■ WHAT YOU HAVE TO DO:
Using the records that appear below, write out exactly the lines from the one with "Target: white cassock" through the one with "Point out every instance of the arm", keeping both end lines.

Top of INPUT MATERIAL

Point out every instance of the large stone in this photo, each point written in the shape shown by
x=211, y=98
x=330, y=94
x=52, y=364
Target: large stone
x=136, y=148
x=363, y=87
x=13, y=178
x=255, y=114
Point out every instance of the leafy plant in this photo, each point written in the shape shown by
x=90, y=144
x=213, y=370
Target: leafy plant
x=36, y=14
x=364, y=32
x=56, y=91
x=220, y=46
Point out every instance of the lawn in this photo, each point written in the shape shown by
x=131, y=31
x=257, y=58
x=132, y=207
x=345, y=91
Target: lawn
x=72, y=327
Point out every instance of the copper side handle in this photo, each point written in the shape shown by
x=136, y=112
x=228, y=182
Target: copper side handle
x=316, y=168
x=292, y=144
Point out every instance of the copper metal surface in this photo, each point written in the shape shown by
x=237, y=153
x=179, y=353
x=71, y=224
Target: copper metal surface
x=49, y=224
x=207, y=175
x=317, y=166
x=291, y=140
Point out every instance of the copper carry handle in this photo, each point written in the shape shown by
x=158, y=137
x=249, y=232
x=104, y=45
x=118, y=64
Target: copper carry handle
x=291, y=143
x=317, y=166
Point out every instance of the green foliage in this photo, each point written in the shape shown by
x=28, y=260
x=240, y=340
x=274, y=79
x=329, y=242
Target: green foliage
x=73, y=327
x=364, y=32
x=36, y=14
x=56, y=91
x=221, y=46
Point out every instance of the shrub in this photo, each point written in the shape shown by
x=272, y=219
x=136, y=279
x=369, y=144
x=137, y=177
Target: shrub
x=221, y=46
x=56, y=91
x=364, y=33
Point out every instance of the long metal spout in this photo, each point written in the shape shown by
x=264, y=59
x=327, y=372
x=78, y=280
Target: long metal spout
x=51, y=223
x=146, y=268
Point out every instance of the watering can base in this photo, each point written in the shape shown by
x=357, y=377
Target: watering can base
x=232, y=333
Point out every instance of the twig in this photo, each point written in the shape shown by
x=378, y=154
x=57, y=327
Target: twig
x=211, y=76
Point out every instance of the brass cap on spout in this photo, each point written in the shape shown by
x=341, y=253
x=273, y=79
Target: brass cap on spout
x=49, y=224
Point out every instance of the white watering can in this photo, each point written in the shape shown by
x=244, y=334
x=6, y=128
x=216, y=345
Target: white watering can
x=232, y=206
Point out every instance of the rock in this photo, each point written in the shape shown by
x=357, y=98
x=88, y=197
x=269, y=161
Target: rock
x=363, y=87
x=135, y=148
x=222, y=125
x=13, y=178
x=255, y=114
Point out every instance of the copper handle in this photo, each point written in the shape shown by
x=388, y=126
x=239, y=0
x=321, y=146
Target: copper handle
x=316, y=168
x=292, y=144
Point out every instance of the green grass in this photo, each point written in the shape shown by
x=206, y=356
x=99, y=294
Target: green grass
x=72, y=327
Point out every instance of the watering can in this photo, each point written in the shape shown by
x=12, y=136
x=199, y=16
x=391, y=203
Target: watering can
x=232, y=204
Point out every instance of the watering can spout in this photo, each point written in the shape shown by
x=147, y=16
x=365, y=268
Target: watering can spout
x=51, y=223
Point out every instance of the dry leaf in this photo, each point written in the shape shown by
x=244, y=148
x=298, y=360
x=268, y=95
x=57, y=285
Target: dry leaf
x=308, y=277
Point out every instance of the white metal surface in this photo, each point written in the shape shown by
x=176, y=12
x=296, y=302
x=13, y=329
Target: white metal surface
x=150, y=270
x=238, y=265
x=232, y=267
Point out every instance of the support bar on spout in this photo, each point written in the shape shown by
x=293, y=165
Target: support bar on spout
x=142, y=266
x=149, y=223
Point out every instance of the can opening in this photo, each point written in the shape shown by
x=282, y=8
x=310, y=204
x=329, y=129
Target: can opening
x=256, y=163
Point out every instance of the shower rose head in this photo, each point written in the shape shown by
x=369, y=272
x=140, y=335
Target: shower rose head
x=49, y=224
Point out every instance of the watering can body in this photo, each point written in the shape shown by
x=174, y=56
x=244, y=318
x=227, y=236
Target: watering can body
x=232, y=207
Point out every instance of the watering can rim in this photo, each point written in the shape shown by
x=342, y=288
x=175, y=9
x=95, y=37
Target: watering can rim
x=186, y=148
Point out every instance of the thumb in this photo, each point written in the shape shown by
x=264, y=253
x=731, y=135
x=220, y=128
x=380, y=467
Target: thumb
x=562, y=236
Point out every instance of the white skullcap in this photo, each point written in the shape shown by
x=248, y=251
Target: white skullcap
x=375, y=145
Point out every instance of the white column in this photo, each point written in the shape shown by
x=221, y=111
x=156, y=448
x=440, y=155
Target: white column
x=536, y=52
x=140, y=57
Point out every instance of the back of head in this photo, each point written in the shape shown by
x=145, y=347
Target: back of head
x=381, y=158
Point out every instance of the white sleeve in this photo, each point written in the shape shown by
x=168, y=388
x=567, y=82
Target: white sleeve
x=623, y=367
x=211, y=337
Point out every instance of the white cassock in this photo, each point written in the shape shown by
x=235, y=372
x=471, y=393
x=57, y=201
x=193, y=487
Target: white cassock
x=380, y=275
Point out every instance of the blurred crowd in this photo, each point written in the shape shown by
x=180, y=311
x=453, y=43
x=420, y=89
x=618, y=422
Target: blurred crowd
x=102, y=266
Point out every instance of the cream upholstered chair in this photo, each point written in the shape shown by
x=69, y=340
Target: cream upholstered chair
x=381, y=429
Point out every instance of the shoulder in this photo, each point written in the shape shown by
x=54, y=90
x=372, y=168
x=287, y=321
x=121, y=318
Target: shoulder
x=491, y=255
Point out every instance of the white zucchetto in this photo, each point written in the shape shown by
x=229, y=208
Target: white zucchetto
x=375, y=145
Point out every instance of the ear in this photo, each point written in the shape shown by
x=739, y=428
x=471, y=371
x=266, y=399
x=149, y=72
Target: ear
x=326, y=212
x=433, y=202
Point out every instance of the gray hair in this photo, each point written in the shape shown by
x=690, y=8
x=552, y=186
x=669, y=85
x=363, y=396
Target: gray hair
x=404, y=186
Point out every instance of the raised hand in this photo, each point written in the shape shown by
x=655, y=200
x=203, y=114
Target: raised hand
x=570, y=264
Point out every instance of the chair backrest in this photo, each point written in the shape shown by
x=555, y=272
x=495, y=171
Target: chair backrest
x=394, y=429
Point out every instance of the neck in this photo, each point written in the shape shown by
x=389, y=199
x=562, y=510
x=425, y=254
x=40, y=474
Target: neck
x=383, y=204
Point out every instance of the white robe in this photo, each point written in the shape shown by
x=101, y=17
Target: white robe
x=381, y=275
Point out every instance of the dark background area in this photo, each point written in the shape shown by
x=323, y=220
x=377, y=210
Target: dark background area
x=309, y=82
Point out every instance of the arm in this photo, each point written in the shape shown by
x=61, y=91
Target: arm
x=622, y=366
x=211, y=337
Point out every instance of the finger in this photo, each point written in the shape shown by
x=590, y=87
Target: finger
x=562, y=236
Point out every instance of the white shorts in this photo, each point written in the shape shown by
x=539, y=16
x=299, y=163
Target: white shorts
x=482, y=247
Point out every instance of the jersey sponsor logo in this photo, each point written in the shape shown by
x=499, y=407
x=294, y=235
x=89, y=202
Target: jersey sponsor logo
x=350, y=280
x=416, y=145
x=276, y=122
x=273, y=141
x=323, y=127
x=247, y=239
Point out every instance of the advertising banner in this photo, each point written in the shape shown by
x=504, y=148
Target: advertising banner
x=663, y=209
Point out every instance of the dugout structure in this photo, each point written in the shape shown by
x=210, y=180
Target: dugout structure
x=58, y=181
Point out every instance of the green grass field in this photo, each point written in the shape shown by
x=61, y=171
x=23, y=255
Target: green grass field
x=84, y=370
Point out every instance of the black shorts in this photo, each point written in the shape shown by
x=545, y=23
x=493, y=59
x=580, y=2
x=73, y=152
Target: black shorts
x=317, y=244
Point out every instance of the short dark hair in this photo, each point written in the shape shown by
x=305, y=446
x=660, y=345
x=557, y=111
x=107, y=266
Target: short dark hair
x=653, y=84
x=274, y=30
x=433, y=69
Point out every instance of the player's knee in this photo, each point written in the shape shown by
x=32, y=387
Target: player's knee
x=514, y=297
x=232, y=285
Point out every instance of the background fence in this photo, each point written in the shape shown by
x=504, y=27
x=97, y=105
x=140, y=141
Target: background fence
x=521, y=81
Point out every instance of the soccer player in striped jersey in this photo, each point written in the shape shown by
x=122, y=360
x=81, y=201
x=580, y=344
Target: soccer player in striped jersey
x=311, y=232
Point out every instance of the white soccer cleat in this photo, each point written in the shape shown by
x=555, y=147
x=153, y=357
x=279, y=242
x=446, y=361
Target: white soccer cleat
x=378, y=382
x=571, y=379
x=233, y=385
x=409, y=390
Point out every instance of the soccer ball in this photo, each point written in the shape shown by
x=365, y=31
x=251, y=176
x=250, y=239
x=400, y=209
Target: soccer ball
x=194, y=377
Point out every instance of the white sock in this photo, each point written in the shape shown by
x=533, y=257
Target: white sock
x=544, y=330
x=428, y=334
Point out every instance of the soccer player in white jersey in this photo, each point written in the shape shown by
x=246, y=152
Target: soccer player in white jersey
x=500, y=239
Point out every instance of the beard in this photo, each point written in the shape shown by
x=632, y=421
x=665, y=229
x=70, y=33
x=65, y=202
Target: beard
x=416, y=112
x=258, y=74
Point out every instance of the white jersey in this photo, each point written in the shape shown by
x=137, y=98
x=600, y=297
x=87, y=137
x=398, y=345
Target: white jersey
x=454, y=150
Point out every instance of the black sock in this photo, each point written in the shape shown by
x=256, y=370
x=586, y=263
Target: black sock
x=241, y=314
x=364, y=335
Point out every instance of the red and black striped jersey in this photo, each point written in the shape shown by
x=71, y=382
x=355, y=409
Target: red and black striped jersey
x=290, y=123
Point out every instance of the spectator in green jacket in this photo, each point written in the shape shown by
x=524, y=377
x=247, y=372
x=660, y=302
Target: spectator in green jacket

Bottom of INPUT MATERIAL

■ PROBLEM SOLUTION:
Target: white cassock
x=380, y=275
Point out every instance of the blurred crowd in this photo, each point written in the shape shown by
x=180, y=311
x=453, y=43
x=420, y=89
x=618, y=422
Target: blurred crowd
x=102, y=266
Point out every instance of the cream upholstered chair in this photo, each point written in the shape shown by
x=69, y=340
Target: cream upholstered chair
x=381, y=429
Point out every instance of the shoulder in this photo, each point written in the shape shown by
x=54, y=90
x=372, y=168
x=287, y=321
x=121, y=318
Target: shoulder
x=491, y=255
Point out every instance of the white zucchetto in this photo, each point written in the shape shown by
x=229, y=208
Target: white zucchetto
x=375, y=145
Point out every instance of the ear in this photo, each point written in the shape shown by
x=739, y=428
x=471, y=371
x=266, y=399
x=149, y=72
Target: ear
x=326, y=212
x=433, y=202
Point out every instance of the gray hair in this photo, each point written in the shape shown by
x=690, y=8
x=552, y=186
x=669, y=85
x=363, y=396
Target: gray hair
x=404, y=186
Point out every instance of the raised hand in this photo, each point written in the shape shown by
x=655, y=200
x=203, y=114
Target: raised hand
x=570, y=264
Point out every instance of the chair backrest in this photo, each point written in the shape shown by
x=555, y=272
x=495, y=171
Target: chair backrest
x=394, y=429
Point out every instance of the neck in this photo, each point written in the shape shown by
x=389, y=199
x=562, y=510
x=425, y=254
x=40, y=474
Target: neck
x=383, y=204
Point out every instance of the white robe in this photo, each point written in the shape shown by
x=101, y=17
Target: white robe
x=381, y=275
Point out every instance of the dark background area in this photo, each point written in the shape shown by
x=323, y=220
x=377, y=210
Target: dark background area
x=309, y=82
Point out every instance of the arm in this photo, each point written in the shape shown by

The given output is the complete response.